[Dataset excerpts]
::::::
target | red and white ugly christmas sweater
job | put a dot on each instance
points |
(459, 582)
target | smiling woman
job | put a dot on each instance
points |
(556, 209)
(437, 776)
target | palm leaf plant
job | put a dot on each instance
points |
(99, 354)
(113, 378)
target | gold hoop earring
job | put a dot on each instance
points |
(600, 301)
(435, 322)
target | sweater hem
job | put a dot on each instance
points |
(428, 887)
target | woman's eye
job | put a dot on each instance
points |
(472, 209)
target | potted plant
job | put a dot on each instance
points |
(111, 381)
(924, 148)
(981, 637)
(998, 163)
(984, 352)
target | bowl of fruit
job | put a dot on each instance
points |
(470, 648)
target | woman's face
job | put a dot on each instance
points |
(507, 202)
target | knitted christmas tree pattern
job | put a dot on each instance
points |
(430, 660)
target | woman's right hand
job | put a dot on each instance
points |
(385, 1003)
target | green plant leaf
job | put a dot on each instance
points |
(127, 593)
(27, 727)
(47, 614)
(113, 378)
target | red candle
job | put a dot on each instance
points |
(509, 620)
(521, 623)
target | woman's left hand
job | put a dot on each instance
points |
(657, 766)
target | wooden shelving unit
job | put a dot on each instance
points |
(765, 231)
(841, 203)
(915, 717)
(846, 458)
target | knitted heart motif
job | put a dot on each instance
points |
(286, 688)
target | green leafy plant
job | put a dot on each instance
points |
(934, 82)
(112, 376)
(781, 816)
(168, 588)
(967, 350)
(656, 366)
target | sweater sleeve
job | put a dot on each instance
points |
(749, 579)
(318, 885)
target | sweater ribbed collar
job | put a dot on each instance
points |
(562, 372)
::::::
● INSTRUCTIONS TO FOLLOW:
Go through the entries and copy every line with "woman".

● SOLUTION BELOW:
target | smiling woman
target | woman's eye
target | woman's face
target | woman's right hand
target | woman's left hand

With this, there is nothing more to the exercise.